== Task instructions ==
Starting with the line that contains "Where can the grass lawn" and going on through the final line of the rows, express those lines as a numbered list with any blank lines left out.

== Data provided ==

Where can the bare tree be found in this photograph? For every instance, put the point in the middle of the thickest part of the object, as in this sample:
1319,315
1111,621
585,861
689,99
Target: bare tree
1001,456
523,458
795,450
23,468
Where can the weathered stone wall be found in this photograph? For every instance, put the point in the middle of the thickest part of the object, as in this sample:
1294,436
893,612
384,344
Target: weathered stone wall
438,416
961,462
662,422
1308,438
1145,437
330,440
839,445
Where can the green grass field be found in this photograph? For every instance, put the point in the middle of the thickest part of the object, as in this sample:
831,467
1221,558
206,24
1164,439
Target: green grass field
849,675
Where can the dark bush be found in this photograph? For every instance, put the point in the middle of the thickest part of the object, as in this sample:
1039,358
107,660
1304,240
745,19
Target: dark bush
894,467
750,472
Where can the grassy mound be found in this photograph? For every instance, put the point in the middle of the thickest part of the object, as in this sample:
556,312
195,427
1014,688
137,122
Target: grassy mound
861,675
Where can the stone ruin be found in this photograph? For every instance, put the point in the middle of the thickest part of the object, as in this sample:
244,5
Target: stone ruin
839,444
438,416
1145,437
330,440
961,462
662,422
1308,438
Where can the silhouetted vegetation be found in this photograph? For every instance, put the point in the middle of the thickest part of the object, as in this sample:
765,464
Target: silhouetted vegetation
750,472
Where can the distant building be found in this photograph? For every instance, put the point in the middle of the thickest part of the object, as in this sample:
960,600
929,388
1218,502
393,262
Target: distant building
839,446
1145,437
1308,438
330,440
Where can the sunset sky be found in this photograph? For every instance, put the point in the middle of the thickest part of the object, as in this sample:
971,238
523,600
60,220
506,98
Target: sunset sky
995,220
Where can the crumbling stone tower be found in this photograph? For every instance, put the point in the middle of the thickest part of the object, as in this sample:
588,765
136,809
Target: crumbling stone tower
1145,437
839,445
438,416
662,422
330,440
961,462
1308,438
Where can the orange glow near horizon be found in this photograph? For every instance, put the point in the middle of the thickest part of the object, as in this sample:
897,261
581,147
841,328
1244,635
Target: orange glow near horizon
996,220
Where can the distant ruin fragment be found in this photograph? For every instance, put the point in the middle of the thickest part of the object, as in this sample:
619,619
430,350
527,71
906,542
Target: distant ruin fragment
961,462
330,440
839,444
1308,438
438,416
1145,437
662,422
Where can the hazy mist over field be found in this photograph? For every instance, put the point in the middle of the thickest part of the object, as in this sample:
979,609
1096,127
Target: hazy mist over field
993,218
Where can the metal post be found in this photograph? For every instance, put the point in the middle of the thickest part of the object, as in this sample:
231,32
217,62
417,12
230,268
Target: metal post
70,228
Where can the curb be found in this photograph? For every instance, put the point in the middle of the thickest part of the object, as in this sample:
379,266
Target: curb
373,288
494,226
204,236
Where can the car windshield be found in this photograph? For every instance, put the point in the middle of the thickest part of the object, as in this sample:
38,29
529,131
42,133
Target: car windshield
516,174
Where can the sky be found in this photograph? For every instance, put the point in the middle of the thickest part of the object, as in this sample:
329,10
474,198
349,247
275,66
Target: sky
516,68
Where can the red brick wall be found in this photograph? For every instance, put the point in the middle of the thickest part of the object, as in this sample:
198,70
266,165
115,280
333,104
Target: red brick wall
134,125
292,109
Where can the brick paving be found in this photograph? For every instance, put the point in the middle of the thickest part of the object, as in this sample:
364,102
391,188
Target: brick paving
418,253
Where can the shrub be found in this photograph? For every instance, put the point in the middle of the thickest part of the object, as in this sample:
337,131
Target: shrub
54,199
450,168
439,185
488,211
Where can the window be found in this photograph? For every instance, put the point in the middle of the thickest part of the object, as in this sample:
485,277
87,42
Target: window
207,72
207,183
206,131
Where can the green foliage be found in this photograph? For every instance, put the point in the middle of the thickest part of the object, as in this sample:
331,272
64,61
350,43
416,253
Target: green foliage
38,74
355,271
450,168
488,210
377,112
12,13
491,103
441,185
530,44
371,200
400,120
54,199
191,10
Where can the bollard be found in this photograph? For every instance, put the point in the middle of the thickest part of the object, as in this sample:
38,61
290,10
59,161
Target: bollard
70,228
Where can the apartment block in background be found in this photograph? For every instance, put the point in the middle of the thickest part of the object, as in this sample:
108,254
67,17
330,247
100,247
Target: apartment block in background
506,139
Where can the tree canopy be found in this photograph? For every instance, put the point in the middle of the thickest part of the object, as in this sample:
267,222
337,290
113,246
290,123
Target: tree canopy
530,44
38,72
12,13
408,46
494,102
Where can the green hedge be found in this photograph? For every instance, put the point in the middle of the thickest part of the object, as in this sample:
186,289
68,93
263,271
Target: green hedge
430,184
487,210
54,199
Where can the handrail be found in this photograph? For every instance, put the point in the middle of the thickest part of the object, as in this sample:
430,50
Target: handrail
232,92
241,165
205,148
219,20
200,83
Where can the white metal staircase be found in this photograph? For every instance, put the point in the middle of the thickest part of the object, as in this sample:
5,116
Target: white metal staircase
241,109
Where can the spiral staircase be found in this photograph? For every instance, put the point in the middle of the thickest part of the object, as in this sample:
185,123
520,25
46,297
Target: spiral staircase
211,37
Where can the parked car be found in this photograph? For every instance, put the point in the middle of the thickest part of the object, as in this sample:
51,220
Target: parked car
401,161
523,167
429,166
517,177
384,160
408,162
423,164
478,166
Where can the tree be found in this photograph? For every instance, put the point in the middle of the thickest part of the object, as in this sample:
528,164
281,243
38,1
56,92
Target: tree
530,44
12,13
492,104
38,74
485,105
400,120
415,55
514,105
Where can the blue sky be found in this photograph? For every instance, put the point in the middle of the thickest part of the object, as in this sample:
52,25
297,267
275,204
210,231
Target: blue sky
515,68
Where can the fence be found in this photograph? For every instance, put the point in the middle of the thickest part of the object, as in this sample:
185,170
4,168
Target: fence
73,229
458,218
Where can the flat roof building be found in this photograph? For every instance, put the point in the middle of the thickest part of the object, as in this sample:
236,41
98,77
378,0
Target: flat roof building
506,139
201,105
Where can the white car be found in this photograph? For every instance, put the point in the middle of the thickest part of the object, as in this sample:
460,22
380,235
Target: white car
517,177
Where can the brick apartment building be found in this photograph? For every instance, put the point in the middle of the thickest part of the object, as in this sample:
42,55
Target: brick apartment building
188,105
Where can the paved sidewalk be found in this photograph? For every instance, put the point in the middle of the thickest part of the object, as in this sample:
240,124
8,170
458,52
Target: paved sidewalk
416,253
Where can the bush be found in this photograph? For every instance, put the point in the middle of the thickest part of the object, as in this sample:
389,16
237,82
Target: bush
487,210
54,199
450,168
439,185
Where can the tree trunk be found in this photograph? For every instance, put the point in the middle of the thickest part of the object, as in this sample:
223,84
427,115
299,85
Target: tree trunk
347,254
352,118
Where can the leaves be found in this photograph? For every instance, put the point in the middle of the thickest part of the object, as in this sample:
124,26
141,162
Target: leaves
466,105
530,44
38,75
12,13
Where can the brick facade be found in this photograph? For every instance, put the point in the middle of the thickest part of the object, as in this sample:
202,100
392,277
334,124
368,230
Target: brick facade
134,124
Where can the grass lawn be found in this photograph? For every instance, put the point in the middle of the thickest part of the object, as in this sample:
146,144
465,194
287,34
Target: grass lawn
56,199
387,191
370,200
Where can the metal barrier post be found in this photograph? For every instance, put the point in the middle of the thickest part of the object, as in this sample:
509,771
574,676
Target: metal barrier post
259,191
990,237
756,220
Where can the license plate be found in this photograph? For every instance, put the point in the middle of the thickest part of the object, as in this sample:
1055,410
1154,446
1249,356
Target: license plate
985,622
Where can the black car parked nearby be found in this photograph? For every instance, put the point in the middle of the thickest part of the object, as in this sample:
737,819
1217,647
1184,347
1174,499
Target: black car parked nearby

== Answer in full ==
1. Where can the grass lawn be found in this photograph? For every instance, put the point in the middle of the thickest part of the object, as in this sample:
2. 146,144
3. 465,194
4. 287,34
5. Target: grass lawn
6. 56,199
7. 387,191
8. 370,200
9. Where can the metal barrier post be found in this photograph? For every instance, put the point in the middle of the thickest part of the object, as in this sample:
10. 509,771
11. 574,676
12. Target: metal barrier post
13. 259,191
14. 990,237
15. 756,220
16. Where can the license plate be found in this photograph? For every instance, put the point in the middle of the thickest part of the object, as in this sample:
17. 1055,410
18. 1154,446
19. 1249,356
20. Target: license plate
21. 985,622
22. Where can the black car parked nearby be found in this photograph? For every instance, put the point in the middle of the thickest part of the object, as in this sample:
23. 737,819
24. 1217,647
25. 1184,347
26. 1174,499
27. Target: black car parked nearby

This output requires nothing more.